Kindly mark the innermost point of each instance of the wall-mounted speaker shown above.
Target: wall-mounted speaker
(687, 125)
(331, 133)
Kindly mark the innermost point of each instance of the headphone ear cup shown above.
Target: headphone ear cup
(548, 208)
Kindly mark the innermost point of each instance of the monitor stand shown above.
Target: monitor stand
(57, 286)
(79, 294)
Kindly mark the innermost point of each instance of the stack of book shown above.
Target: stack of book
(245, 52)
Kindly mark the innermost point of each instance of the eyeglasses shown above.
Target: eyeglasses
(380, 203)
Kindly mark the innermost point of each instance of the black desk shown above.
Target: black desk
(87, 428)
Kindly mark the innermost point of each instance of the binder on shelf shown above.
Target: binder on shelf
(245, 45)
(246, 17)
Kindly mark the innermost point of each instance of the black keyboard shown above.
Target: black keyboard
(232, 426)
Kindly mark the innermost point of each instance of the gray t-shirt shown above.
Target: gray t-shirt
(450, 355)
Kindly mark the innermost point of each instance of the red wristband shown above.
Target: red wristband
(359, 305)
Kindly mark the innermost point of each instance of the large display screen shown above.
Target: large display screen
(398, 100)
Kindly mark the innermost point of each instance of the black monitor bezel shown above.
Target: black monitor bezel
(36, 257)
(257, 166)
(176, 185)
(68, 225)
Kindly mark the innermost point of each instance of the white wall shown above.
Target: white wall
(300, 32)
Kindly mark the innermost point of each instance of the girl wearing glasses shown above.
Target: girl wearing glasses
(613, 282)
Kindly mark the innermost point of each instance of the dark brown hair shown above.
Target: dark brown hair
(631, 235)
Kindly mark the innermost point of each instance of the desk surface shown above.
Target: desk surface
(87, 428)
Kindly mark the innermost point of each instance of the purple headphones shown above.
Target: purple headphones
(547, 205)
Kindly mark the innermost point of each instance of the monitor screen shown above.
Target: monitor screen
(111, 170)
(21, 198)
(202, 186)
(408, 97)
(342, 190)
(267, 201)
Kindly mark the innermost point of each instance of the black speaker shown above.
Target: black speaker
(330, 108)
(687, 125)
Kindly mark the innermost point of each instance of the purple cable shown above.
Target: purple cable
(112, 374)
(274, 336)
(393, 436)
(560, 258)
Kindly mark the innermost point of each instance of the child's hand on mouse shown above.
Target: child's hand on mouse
+-------+
* Task objective: Please write out these lines again, substituting "central point" for every occurrence of "innermost point" and leaving everything else unchanged.

* Full response:
Kindly mark the central point of each instance of the wall-mounted speaker shown above.
Target: wall-mounted speaker
(687, 125)
(331, 133)
Kindly mark the central point of each instance of the headphone ear cup shown above.
Target: headphone ear cup
(548, 208)
Kindly mark the central point of each instance of the monitor stand shown above.
Target: monitor stand
(57, 286)
(79, 294)
Kindly mark the central point of each instance of the stack of book shown above.
Target: stack of book
(245, 52)
Kindly mark the central point of each instance of the eyeglasses shown above.
Target: eyeglasses
(380, 203)
Kindly mark the central point of each instance of the black desk shown above.
Target: black desk
(87, 428)
Kindly mark the central point of each instance of the binder on shelf shown above.
Target: binder on shelf
(245, 45)
(246, 17)
Kindly mark the central point of each instance of the black keyboard shown above.
Target: black keyboard
(232, 426)
Kindly mark the central point of each instance of the gray t-shirt shown above.
Target: gray t-shirt
(450, 355)
Kindly mark the central point of each instance of the red wristband shown above.
Target: red wristband
(359, 305)
Kindly mark the central point of each instance of the large display screen shown above.
Target: large display screen
(398, 100)
Kindly mark the central point of each instance of the black monitor bezel shown above.
Target: black monitor bezel
(36, 257)
(257, 166)
(176, 185)
(68, 225)
Kindly mark the central point of each instance of the white wall shown above.
Target: white wall
(300, 32)
Kindly mark the central point of each instance of the girl wearing glasses shown above.
Target: girl wearing glasses
(613, 282)
Kindly mark the central point of each instance of the dark brown hair shown above.
Target: dark brown hair
(631, 235)
Kindly mark the central point of each instance of the desk surface shown above.
Target: desk surface
(87, 428)
Kindly mark the central point of each instance of the purple headphones shown above.
Target: purple headphones
(547, 205)
Kindly mark the central point of each instance of the monitor screen shown above.
Target: monitor screen
(111, 170)
(21, 198)
(202, 186)
(408, 97)
(342, 190)
(267, 201)
Kindly mark the central point of each instance of the black speaker shown above.
Target: black speaker
(330, 108)
(687, 125)
Kindly mark the central point of each instance of the purple cable shown above.
Target: purple cable
(112, 374)
(274, 336)
(393, 436)
(560, 258)
Kindly mark the central point of each instance of the child's hand on mouse shown above.
Target: child's hand on mouse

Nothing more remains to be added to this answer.